◆ Given task A
Say whether each statement agrees with the essay on religion, answering yes or no and quoting the words of the essay that decide it. (i) The writer was raised Catholic. (ii) Unbaptized babies went to purgatory. (iii) The writer says St. Augustine disliked animals.
◆ Given task B
Carry the essay on religion further, beginning right after its last sentence.

◆ Reading text
::::

Note to Dear Reader: if you have strong religious beliefs, this is probably not the article for you. I respect your choice to believe what you choose. I walk other paths. It is not my intention to offend. However if you choose to read this anyway and it pisses you off, you can’t say I didn’t warn you. That’s a statement of respect.

This is a bit of a rant, but it’s heartfelt. I am taking on religion (yeah, holy crap). I’m going somewhere with this, bear with me. Given that I have spent my life convinced I was broken, spent unbelievable funds trying to get “fixed,” I wanna draw a line in the concrete with all those self-appointed self-help gurus who might want to spend some serious time looking in the mirror. I have. These days I like what I see. That’s not luck. That’s letting go of believing I was broken. This is part of how I got there. There’s a lot of humor mixed in here but you might miss it. Or not. You really wanna do this? It’s a long piece. Not for the faint of heart.

Okay…..


There are many reasons I love listening to old George Carlin riffs. Carlin was, like me, a reformed or “jack” Catholic, and as such, in the unique position to skewer the Church and much of its teachings. While I fully acknowledge anyone’s right to believe any damned thing they please, this is one place where I take license, because of the cost of those beliefs.

In one riff Carlin talks about the four places you and I could end up in traditional Catholic teachings. There’s heaven, peopled by way too many tall blond people; hell, of course, where all your fun friends went; purgatory, which is like hell but not quite, you’re on short time; and then limbo.

I grew up with this shit too. Limbo was where unbaptized babies went because they died before they could get baptized. It wasn’t their fault, except, yeah it was. Because, original sin.

St. Augustine, a guy I can otherwise relate to as he liked animals, was the author of that piece of nonsense, which effectively gave a whole lot of powerful folks the weapon to convince us lowly, dirty humans that we slide out of the womb cursed.

That “cursed” was for all of us, but most especially if we had a little extra melanin in the skin, or we were destined to be heavy or obese. Nowadays if you don’t look like Gal Godot or Thor, or rich as Jeff Bezos, you’re basically shit. But hey, hand over your credit card, have I got the cure for you.

But being born cursed? What a handy setup for religious mind control.

::::

Saved data entries
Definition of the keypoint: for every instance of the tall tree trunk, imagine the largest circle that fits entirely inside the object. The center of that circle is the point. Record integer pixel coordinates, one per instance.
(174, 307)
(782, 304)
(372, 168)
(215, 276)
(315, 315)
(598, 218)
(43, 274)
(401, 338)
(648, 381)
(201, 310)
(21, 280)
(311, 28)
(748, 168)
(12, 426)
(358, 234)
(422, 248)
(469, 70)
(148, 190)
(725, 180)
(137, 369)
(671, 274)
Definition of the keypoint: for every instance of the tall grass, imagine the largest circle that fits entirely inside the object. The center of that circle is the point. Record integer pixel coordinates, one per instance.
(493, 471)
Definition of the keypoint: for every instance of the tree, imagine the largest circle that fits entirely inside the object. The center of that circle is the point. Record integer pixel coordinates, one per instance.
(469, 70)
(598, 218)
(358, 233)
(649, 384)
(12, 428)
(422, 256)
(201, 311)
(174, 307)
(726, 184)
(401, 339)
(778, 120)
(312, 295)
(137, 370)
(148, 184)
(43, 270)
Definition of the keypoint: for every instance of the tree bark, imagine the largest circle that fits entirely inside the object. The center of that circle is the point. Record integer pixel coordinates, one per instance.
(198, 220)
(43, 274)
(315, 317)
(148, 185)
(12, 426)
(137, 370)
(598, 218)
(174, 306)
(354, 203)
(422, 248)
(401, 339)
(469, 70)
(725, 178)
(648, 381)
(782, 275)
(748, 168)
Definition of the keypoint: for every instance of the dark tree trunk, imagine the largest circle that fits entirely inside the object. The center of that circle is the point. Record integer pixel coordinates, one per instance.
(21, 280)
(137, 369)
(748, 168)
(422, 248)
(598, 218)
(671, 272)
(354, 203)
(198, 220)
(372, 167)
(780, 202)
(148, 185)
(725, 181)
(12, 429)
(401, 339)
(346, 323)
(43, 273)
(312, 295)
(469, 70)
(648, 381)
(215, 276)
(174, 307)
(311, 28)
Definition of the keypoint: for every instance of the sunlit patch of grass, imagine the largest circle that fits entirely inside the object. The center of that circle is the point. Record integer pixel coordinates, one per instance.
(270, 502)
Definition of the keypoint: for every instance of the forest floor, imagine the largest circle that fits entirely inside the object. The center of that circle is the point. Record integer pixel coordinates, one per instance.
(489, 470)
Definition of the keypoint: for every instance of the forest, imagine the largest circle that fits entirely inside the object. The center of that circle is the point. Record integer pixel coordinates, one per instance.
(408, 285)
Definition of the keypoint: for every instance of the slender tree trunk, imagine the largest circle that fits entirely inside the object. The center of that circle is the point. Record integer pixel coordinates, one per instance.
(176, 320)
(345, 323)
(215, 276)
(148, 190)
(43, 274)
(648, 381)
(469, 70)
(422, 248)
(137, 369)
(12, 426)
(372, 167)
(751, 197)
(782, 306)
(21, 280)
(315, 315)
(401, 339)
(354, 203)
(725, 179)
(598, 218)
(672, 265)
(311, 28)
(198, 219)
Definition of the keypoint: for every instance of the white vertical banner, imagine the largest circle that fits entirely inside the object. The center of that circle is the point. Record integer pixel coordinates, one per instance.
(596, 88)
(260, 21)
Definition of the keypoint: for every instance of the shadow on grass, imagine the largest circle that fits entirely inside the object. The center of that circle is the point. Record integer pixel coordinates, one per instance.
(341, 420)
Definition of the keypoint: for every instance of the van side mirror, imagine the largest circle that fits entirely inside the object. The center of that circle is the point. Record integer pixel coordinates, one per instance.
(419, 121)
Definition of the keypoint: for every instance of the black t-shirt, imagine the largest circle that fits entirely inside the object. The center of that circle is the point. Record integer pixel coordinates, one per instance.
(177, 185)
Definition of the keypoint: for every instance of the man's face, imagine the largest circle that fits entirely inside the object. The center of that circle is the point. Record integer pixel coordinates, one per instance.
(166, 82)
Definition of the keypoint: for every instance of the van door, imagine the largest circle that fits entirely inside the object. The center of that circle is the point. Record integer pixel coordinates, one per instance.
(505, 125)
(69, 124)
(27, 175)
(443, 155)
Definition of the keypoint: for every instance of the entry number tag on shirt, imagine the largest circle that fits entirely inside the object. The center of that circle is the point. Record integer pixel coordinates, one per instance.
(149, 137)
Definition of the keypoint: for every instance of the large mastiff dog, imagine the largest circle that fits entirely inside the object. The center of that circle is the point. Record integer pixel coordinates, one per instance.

::::

◆ Task output A
(i) Yes: "Carlin was, like me, a reformed or “jack” Catholic"
(ii) No: "Limbo was where unbaptized babies went because they died before they could get baptized."
(iii) No: "St. Augustine, a guy I can otherwise relate to as he liked animals"

◆ Task output B
Hey, great. Fine. I’m a fetus. I don’t have a say in this whatsoever. I’m already guilty as sin (pardon the pun), and I don’t even know it yet. So if I am the result of a miscarriage, it’s off to Limbo I go. I guess we’re going to float around in amniotic fluid for a few aeons until the Pope decides differently. Because after all the Pope is God. Right?

Because the Church can arbitrarily decide to do away with pretty fundamental teachings on a whim. In 1992, the Church dropped Limbo, like they occasionally un-saint a saint, finding that teaching didn’t exactly track well. I gotta wonder if the saints who get demoted fall down the same way those humanoid avatars did in Avatar or Matrix when they got unplugged. But I digress.

However I do gotta wonder, I mean, if the Church can un-saint a saint, and said saint isn’t even alive (if they ever were, that is) to defend themselves to the court of detractors, what hope is there for today’s influencers?

(None, thank you, but that’s another story)

Is removing a saint’s halo a kind of holy castration? Are de-sainted saints considered gelded? Inquiring minds want to know.

Even Saint Christopher got booted, for crying out loud.

Just think. All those necklaces.

Which only underscores the point that religion is at best capricious, and at worst, deadly. As Carlin liked to say, all the best wars were and continue to be over the “god” question.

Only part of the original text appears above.